Problem description: Write every record out again exactly as given.

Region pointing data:
○ ○ ○ ○ ○ ○ ○

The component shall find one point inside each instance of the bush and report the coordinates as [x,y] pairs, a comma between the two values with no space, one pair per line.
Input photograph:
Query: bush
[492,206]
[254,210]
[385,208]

○ ○ ○ ○ ○ ○ ○

Reply to the task:
The component shall find one point inside each instance of the bush and report the coordinates as [x,y] pairs, a comma between the two values with no space, one pair per line.
Input photograph:
Query: bush
[492,206]
[254,210]
[385,208]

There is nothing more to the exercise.